Dataset items
▬▬▬▬▬▬▬▬▬▬

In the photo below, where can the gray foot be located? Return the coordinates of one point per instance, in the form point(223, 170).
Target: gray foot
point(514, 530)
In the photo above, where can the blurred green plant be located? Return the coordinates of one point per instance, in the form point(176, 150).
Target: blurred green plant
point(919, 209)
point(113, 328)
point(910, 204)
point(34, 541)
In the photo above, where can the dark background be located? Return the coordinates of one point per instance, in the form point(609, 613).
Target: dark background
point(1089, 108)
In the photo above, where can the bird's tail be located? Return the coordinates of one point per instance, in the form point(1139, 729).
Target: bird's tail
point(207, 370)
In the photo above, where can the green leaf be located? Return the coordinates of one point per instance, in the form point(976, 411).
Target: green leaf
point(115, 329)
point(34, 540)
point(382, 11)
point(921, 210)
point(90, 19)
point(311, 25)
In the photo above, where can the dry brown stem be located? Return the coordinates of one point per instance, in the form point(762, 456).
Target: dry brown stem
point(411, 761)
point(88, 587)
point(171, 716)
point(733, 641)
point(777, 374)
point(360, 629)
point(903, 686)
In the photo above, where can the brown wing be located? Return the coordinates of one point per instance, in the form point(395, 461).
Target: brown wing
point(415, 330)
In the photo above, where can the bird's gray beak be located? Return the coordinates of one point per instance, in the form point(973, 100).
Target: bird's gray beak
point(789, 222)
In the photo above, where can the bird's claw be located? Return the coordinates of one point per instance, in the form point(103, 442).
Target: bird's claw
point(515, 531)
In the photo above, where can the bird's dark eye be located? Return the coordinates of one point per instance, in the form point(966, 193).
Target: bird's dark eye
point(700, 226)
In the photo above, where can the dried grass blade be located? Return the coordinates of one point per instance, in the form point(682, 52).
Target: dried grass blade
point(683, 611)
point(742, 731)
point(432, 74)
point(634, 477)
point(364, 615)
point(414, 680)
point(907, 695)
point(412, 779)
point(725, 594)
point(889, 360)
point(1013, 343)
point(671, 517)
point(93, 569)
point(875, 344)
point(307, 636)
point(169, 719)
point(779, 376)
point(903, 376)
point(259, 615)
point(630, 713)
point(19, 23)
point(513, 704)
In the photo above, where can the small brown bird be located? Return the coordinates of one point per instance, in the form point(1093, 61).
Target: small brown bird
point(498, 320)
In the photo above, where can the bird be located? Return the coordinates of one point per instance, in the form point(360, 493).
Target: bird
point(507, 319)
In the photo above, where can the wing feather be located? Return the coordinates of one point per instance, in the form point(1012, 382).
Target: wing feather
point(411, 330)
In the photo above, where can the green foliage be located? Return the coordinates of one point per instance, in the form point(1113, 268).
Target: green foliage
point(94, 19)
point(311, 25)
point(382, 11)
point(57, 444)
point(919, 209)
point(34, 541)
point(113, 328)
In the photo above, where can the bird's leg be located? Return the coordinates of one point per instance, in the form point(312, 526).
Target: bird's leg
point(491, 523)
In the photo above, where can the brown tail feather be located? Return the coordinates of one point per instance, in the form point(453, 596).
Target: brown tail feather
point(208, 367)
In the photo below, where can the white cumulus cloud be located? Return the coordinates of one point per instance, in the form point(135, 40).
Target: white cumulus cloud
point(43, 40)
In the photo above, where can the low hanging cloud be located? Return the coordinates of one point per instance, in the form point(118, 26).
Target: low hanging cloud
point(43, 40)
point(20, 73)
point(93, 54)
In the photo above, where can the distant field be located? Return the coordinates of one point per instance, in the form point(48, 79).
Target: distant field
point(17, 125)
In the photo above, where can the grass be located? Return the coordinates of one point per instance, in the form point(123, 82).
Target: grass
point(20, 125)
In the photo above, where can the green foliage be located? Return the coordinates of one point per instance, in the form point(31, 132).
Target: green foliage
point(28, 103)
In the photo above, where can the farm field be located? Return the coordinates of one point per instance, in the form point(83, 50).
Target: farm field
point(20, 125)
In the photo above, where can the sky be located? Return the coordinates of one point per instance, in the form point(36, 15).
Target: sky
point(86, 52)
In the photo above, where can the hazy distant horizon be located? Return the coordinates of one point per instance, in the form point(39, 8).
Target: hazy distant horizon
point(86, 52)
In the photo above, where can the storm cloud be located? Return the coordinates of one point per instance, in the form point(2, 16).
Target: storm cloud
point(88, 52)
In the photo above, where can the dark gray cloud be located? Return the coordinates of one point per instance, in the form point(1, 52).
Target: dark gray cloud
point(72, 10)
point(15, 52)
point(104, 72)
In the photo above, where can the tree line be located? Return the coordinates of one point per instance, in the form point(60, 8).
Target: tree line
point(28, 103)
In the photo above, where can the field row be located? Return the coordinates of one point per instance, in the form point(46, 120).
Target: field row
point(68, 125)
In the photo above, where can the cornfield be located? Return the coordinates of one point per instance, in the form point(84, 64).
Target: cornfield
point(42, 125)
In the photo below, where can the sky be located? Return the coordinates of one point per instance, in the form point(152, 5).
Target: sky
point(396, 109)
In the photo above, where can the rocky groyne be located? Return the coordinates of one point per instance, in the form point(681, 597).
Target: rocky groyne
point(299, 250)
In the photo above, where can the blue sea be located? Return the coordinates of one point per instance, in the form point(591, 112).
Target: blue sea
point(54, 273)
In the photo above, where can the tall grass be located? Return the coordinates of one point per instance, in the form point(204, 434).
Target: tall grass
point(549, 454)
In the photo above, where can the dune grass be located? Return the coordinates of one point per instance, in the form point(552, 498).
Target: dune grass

▬▬▬▬▬▬▬▬▬▬

◆ Task
Above are the records; reproduce all of them exactly.

◆ Result below
In the photo below, where can the gray foot be located? Return the coordinates of one point per instance, in the form point(223, 170).
Target: gray foot
point(514, 530)
In the photo above, where can the blurred green plant be located? Return the coordinates of one point per instance, in the form point(176, 150).
Target: blurred green plant
point(919, 209)
point(113, 328)
point(910, 204)
point(34, 541)
In the photo above, where can the dark background be located? Return the coordinates of one point per instance, in the form point(609, 613).
Target: dark background
point(1089, 108)
In the photo above, where can the bird's tail be located? Return the coordinates of one point per instance, in the form point(1139, 729).
Target: bird's tail
point(207, 370)
In the photo above, where can the green leaf be located? Return the coordinates of one point per instance, in the form point(976, 411).
Target: green leaf
point(115, 329)
point(34, 540)
point(382, 11)
point(921, 210)
point(90, 19)
point(311, 25)
In the photo above, where can the dry brown stem be located? Return the coordinates of one point per instance, in the form point(762, 456).
Target: dry brown stem
point(411, 761)
point(88, 587)
point(171, 716)
point(733, 641)
point(777, 374)
point(360, 629)
point(903, 686)
In the photo above, where can the brown wing be located? Return the coordinates of one point per instance, in the form point(395, 461).
Target: brown wing
point(415, 330)
In the photo above, where can the bird's gray beak be located? Return the coordinates of one point per instance, in the form point(973, 100).
Target: bird's gray beak
point(789, 222)
In the photo above, where can the bird's claw be located? Return the coordinates of one point per instance, in the form point(103, 442).
Target: bird's claw
point(515, 531)
In the photo above, where can the bird's dark eye be located? Return the coordinates of one point per instance, in the form point(966, 193).
Target: bird's dark eye
point(700, 226)
In the photo above, where can the dried grass blade be located? Return the coordinates of one point per instance, in the form point(682, 52).
Target: dried grass blade
point(683, 611)
point(742, 731)
point(432, 74)
point(634, 477)
point(364, 615)
point(414, 680)
point(907, 695)
point(412, 779)
point(725, 594)
point(889, 360)
point(1013, 343)
point(671, 517)
point(93, 569)
point(875, 344)
point(307, 636)
point(169, 719)
point(779, 376)
point(903, 376)
point(259, 615)
point(630, 713)
point(19, 23)
point(513, 704)
In the photo above, where can the small brown bird be located? Return the coordinates of one point per instance, in the form point(1093, 61).
Target: small brown bird
point(498, 320)
In the photo above, where can the bird be located? Return the coordinates of one point per instance, in the form point(360, 493).
Target: bird
point(507, 319)
In the photo above, where can the wing feather be located? Return the coordinates of one point per instance, in the form point(1012, 382).
Target: wing feather
point(411, 330)
In the photo above, where can the green foliage be located? Return the coordinates of one point per instance, in the form point(1113, 268).
Target: green foliage
point(94, 19)
point(311, 25)
point(382, 11)
point(57, 444)
point(919, 209)
point(34, 541)
point(113, 328)
In the photo above, where can the bird's leg be located? Return the coordinates of one point per instance, in the form point(312, 526).
Target: bird's leg
point(491, 523)
In the photo above, where can the brown tail feather be located? Return the coordinates of one point per instance, in the form point(453, 596).
Target: brown tail feather
point(208, 367)
In the photo below, where can the white cumulus cloud be located? Return the coordinates of one point per instance, in the form point(135, 40).
Target: white cumulus cloud
point(43, 40)
In the photo above, where can the low hanging cloud be located? Return the coordinates of one point per instance, in the form point(118, 26).
Target: low hanging cloud
point(43, 40)
point(20, 73)
point(93, 54)
In the photo above, where can the distant field be located? Return the coordinates of one point per instance, in the form point(48, 79).
Target: distant field
point(17, 125)
In the photo above, where can the grass be located? Return the coordinates of one point per instance, in the form point(123, 82).
Target: grass
point(20, 125)
In the photo above, where can the green foliage be located? Return the coordinates of one point per instance, in the form point(31, 132).
Target: green foliage
point(28, 103)
In the photo above, where can the farm field be located? Return the coordinates of one point per instance, in the form point(83, 50).
Target: farm field
point(20, 125)
In the photo above, where can the sky be located? Return the coordinates of one point per instance, in the form point(36, 15).
Target: sky
point(86, 52)
In the photo above, where can the hazy distant horizon be located? Return the coordinates of one point per instance, in the form point(39, 8).
Target: hazy distant horizon
point(86, 52)
In the photo above, where can the storm cloud be located? Return the coordinates of one point per instance, in the form point(2, 16).
Target: storm cloud
point(88, 52)
In the photo above, where can the dark gray cloud be located? Return the coordinates of one point per instance, in the form point(1, 52).
Target: dark gray cloud
point(72, 10)
point(15, 52)
point(104, 72)
In the photo above, where can the tree line be located? Return the coordinates of one point per instance, in the form point(60, 8).
Target: tree line
point(28, 103)
In the photo above, where can the field row be located? Return the coordinates of one point per instance, in the form point(46, 120).
Target: field row
point(68, 125)
In the photo above, where can the cornfield be located? Return the coordinates of one point per instance, in the form point(84, 64).
Target: cornfield
point(42, 125)
In the photo below, where can the sky be located? Return the coordinates of one point per instance, in the form point(152, 5).
Target: sky
point(396, 109)
In the photo above, where can the rocky groyne be located? Return the coordinates of one point per instance, in the form point(681, 597).
Target: rocky groyne
point(299, 250)
In the photo above, where can the blue sea be located? Return the coordinates of one point per instance, in the form point(591, 112).
Target: blue sea
point(54, 273)
In the photo above, where can the tall grass be located? Return the coordinates of one point per instance, in the form point(204, 434).
Target: tall grass
point(549, 454)
In the photo above, where can the dune grass be located? Return the coordinates of one point per instance, in the form point(552, 498).
Target: dune grass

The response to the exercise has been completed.